Required work: From the news report on the protests over Mahsa Amini's death, reproduce word for word the passage starting at "Her death has" and ending at "of the country.".

Reading text:
LONDON: Since the death of Mahsa Amini after being taken into custody by Iran’s notorious morality police, protests have raged in cities across the Islamic Republic, beginning in Amini’s home province of Kurdistan.

Amini, a 22-year-old ethnic Kurdish woman, died on Sept. 16, three days after she was arrested in Tehran by the Gasht-e Ershad, the regime’s vice squad, which enforces strict rules on women’s dress, including the hijab.

Her death has highlighted the oppression and marginalization of women in Iran. It has also cast a light on the ill-treatment of the country’s non-Persian ethnic minorities, particularly its substantial Kurdish population, concentrated in the west of the country.

In turn, this has highlighted the contrasting treatment of women in other areas of the Middle East in which Kurds make up a majority of the local population — in northern Iraq, southeast Turkey and northern Syria — where women are prominent in both civic and military life.

On Sept. 24, a protest was held in solidarity with the women of Iran outside the UN compound in Irbil, capital of the semi-autonomous Kurdistan region of Iraq. Many of those who took part were Iranian Kurds living in self-imposed exile in a city known for its culture of tolerance.

Bearing placards with Amini’s face, the protesters chanted “women, life, freedom,” and “death to the dictator,” in reference to Iranian Supreme Leader Ayatollah Ali Khamenei.

“They killed (Amini) because of a piece of hair coming out from her hijab. The youth are asking for freedom. They are asking for rights for all the people because everyone has the right to have dignity and freedom,” one protester Namam Ismaili, an Iranian Kurd from Sardasht, a Kurdish town in Iran’s northwest, told Reuters.

Entries supplied:
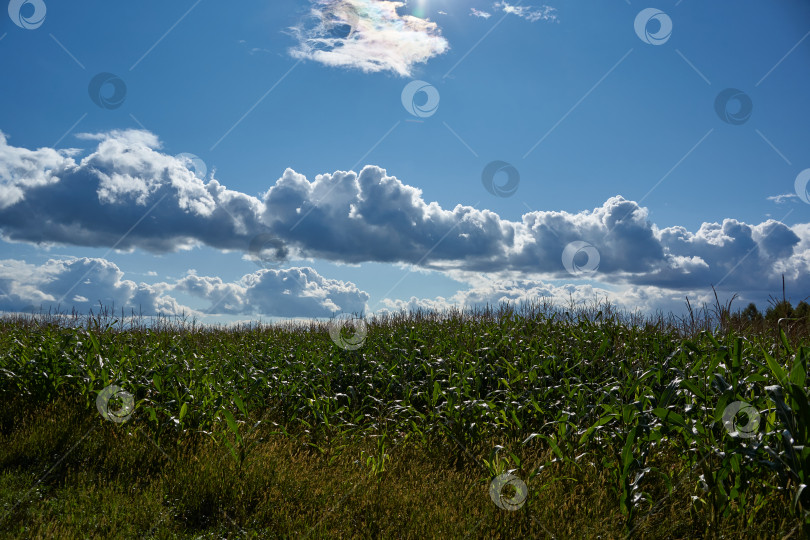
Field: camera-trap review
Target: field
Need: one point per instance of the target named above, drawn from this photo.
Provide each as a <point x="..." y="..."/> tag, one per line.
<point x="539" y="422"/>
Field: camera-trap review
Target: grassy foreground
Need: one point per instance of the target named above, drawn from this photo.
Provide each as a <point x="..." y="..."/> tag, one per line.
<point x="491" y="424"/>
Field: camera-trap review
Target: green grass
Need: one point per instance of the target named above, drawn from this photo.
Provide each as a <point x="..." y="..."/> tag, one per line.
<point x="615" y="426"/>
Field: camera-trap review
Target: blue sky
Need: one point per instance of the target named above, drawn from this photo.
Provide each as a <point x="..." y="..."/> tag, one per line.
<point x="606" y="115"/>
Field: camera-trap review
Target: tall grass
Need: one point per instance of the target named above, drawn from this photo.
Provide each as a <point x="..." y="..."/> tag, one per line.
<point x="617" y="424"/>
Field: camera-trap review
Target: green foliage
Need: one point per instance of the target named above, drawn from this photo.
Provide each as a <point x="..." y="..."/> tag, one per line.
<point x="643" y="405"/>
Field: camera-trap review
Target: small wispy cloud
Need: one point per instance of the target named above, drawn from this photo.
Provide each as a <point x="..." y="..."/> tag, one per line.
<point x="531" y="14"/>
<point x="779" y="199"/>
<point x="478" y="13"/>
<point x="367" y="34"/>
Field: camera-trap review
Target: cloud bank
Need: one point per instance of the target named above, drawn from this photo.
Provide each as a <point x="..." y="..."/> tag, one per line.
<point x="84" y="284"/>
<point x="369" y="35"/>
<point x="126" y="193"/>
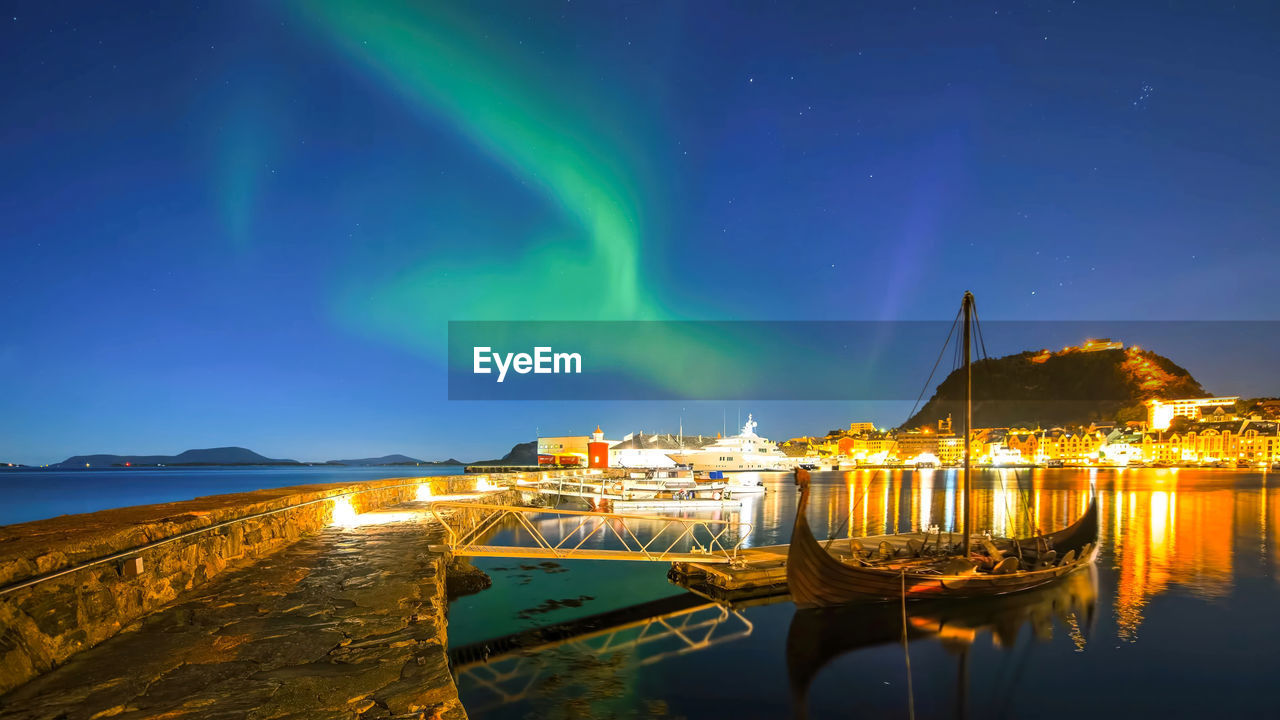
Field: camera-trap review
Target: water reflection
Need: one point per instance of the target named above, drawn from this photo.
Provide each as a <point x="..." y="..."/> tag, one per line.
<point x="1185" y="555"/>
<point x="817" y="637"/>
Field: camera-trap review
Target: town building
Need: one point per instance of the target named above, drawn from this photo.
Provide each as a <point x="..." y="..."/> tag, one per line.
<point x="1161" y="413"/>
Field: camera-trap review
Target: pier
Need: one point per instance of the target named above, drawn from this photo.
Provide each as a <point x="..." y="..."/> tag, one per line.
<point x="324" y="600"/>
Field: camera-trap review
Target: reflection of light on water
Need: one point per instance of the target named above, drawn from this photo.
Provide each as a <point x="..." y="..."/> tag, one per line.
<point x="951" y="502"/>
<point x="1159" y="518"/>
<point x="926" y="500"/>
<point x="343" y="514"/>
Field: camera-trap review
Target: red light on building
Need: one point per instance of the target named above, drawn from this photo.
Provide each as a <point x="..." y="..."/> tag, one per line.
<point x="597" y="454"/>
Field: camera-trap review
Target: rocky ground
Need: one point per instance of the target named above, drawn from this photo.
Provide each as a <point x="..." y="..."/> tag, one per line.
<point x="347" y="623"/>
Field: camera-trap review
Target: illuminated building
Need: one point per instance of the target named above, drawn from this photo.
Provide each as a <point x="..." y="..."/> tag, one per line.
<point x="1161" y="413"/>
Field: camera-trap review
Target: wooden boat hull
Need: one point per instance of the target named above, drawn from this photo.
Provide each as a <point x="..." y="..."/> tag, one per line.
<point x="818" y="636"/>
<point x="818" y="579"/>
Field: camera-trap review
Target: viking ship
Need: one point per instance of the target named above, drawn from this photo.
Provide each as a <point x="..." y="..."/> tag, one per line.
<point x="912" y="570"/>
<point x="821" y="634"/>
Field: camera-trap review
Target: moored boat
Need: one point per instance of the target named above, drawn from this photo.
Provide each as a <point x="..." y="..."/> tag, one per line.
<point x="818" y="579"/>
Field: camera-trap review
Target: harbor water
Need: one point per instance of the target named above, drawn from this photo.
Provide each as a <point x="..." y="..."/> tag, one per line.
<point x="1175" y="620"/>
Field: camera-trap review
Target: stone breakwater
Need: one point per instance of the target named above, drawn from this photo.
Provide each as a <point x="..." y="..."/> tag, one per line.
<point x="46" y="624"/>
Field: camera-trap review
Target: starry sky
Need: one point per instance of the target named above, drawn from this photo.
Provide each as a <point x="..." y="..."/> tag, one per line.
<point x="250" y="223"/>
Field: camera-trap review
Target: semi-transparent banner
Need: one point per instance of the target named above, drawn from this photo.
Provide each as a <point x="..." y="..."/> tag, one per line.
<point x="851" y="360"/>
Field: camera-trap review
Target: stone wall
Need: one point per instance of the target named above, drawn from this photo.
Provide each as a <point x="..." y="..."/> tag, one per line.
<point x="46" y="623"/>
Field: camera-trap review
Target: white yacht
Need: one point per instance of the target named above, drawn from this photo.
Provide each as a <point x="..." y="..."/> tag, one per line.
<point x="744" y="451"/>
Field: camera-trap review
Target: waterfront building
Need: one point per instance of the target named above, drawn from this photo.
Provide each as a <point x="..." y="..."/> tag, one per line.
<point x="1161" y="413"/>
<point x="575" y="450"/>
<point x="914" y="443"/>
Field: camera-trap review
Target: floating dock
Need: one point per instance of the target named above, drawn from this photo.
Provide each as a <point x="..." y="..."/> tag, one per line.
<point x="607" y="490"/>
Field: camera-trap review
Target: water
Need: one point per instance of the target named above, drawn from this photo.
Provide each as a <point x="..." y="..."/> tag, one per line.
<point x="37" y="493"/>
<point x="1176" y="619"/>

Task response:
Her death has highlighted the oppression and marginalization of women in Iran. It has also cast a light on the ill-treatment of the country’s non-Persian ethnic minorities, particularly its substantial Kurdish population, concentrated in the west of the country.